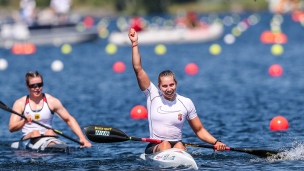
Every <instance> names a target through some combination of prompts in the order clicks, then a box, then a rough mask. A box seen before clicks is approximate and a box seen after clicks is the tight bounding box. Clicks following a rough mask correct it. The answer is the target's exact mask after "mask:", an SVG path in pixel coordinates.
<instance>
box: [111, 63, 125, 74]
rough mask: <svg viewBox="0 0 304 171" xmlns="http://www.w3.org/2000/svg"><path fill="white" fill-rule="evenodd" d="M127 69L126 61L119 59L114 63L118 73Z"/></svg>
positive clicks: (117, 72)
mask: <svg viewBox="0 0 304 171" xmlns="http://www.w3.org/2000/svg"><path fill="white" fill-rule="evenodd" d="M125 70H126V65H125V63H123V62H121V61H118V62H115V63H114V65H113V71H114V72H116V73H122V72H124V71H125Z"/></svg>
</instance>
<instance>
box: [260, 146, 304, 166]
mask: <svg viewBox="0 0 304 171" xmlns="http://www.w3.org/2000/svg"><path fill="white" fill-rule="evenodd" d="M266 160H267V161H270V162H273V161H281V160H284V161H294V160H304V142H295V143H294V144H293V147H292V148H290V149H288V150H285V151H283V152H281V153H278V154H277V155H275V156H272V157H268V158H267V159H266Z"/></svg>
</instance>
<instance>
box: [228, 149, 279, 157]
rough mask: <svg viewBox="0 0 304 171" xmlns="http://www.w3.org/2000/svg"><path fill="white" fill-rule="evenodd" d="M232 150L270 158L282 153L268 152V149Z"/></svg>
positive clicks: (270, 150)
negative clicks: (277, 154)
mask: <svg viewBox="0 0 304 171" xmlns="http://www.w3.org/2000/svg"><path fill="white" fill-rule="evenodd" d="M230 150H231V151H239V152H245V153H248V154H252V155H255V156H259V157H270V156H274V155H276V154H278V153H280V151H276V150H266V149H256V148H230Z"/></svg>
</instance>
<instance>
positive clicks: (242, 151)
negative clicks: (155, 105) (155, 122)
mask: <svg viewBox="0 0 304 171" xmlns="http://www.w3.org/2000/svg"><path fill="white" fill-rule="evenodd" d="M84 132H85V134H86V136H87V137H88V139H89V140H91V141H93V142H97V143H112V142H123V141H128V140H132V141H142V142H152V143H161V142H162V141H161V140H156V139H150V138H136V137H130V136H128V135H127V134H125V133H124V132H123V131H121V130H119V129H117V128H114V127H110V126H100V125H91V126H87V127H85V128H84ZM184 145H185V146H190V147H203V148H211V149H215V146H212V145H202V144H192V143H184ZM226 150H230V151H237V152H243V153H248V154H252V155H256V156H259V157H268V156H273V155H276V154H278V153H279V151H276V150H266V149H256V148H232V147H226Z"/></svg>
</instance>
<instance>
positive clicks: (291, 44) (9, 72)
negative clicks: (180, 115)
mask: <svg viewBox="0 0 304 171" xmlns="http://www.w3.org/2000/svg"><path fill="white" fill-rule="evenodd" d="M303 16H304V12H303V0H190V1H189V0H188V1H186V0H155V1H145V0H113V1H105V0H104V1H100V0H89V1H85V0H52V1H47V0H36V1H34V0H21V1H19V0H0V97H1V98H0V100H1V101H2V102H3V103H5V104H6V105H7V106H9V107H11V106H12V105H13V103H14V101H15V100H16V99H18V98H20V97H22V96H24V95H26V94H28V90H27V89H26V87H25V78H24V76H25V74H26V73H27V72H28V71H36V70H37V71H39V72H40V73H41V74H42V75H43V78H44V87H43V91H44V92H45V93H49V94H51V95H53V96H55V97H57V98H58V99H60V100H61V101H62V103H63V105H64V106H65V107H66V109H67V110H68V111H69V112H70V113H71V114H72V115H73V116H74V117H75V118H76V120H77V121H78V122H79V125H80V126H81V127H82V128H83V127H85V126H87V125H96V124H97V125H109V126H113V127H117V128H119V129H121V130H123V131H124V132H126V133H127V134H128V135H130V136H136V137H148V136H149V131H148V121H147V112H146V110H145V107H146V99H145V97H144V94H143V93H142V92H141V91H140V89H139V88H138V84H137V81H136V78H135V75H134V72H133V68H132V64H131V44H130V41H129V39H128V35H127V33H128V32H127V31H128V30H129V29H130V28H131V27H132V28H135V29H136V30H137V31H138V34H139V49H140V52H141V56H142V63H143V67H144V69H145V70H146V72H147V73H148V74H149V77H150V79H151V81H152V82H153V83H154V84H157V77H158V74H159V73H160V72H161V71H163V70H166V69H170V70H172V71H173V72H174V73H175V74H176V77H177V80H178V88H177V92H178V93H179V94H181V95H183V96H186V97H189V98H191V99H192V101H193V102H194V104H195V107H196V110H197V113H198V116H199V117H200V119H201V121H202V123H203V124H204V126H205V127H206V128H207V130H208V131H209V132H210V133H211V134H213V135H214V136H215V137H217V138H219V139H220V140H222V141H223V142H224V143H226V144H227V145H228V146H231V147H256V148H267V149H268V148H270V149H281V150H286V153H284V156H281V158H280V161H279V162H273V161H278V160H277V159H275V158H274V159H268V160H264V159H257V158H255V157H254V156H250V155H247V154H241V153H237V152H228V151H225V152H223V153H213V151H212V150H210V149H202V148H189V152H190V153H191V154H192V155H193V156H194V158H195V160H196V161H197V163H198V166H199V168H200V169H205V170H206V169H208V170H224V169H225V170H286V168H288V169H299V168H304V164H303V160H304V157H303V156H304V155H303V154H304V148H303V124H302V123H303V122H302V121H303V120H304V116H303V113H304V108H303V106H304V96H303V94H304V86H303V85H304V74H303V64H304V58H303V54H304V49H303V44H304V34H303V33H304V17H303ZM9 117H10V113H7V112H6V111H0V119H1V120H2V124H0V139H1V141H0V153H1V154H2V156H3V157H2V158H0V166H1V168H2V169H4V170H20V169H23V168H24V166H27V167H28V168H29V170H39V169H41V165H43V167H44V168H45V170H47V169H54V166H56V169H57V170H110V169H113V168H114V169H115V170H118V169H120V170H122V169H126V168H128V169H129V170H158V169H157V168H155V167H153V166H148V165H146V164H143V163H142V162H141V161H140V160H139V157H138V156H139V155H140V154H141V153H142V152H143V150H144V148H145V146H146V144H145V143H140V142H138V143H137V142H135V143H134V142H133V143H131V142H126V143H115V144H112V143H110V144H96V143H95V144H93V145H94V146H93V148H91V149H86V151H79V152H75V153H72V154H70V155H63V156H59V155H58V156H51V157H50V156H47V155H46V156H41V155H40V156H37V155H34V156H33V155H31V156H29V155H27V154H26V153H22V152H16V151H13V152H12V150H11V149H10V148H9V147H10V146H9V144H10V143H11V142H13V141H16V140H18V139H20V137H21V132H16V133H10V132H9V131H8V128H7V126H8V121H9ZM53 127H54V128H56V129H58V130H61V131H63V132H64V133H65V134H67V135H70V136H72V137H73V136H74V135H73V133H72V132H71V130H70V129H69V128H68V126H67V125H66V124H65V123H64V122H63V121H61V120H60V119H59V118H58V117H55V118H54V121H53ZM66 141H67V142H68V143H70V144H72V143H71V142H69V141H68V140H66ZM183 141H185V142H194V143H203V142H201V141H200V140H199V139H198V138H197V137H196V136H195V135H194V133H193V131H192V130H191V128H190V127H189V125H188V124H185V125H184V129H183ZM72 145H73V144H72ZM126 159H128V160H126ZM33 160H34V162H33ZM231 166H234V167H231ZM295 167H296V168H295Z"/></svg>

□ □ □ □

*What the task requires*.
Print the lines from the beginning of the records up to and including the line containing "box: [111, 63, 125, 74]", word for word, with no pictures.

*The completed task*.
Every <instance> names a target through some combination of prompts in the order clicks, then a box, then a rough mask. A box seen before clicks is approximate and a box seen after clicks is the tight bounding box. Clicks following a rough mask correct it. The answer is the target's exact mask after "mask:", an SVG path in pixel coordinates.
<instance>
box: [111, 63, 125, 74]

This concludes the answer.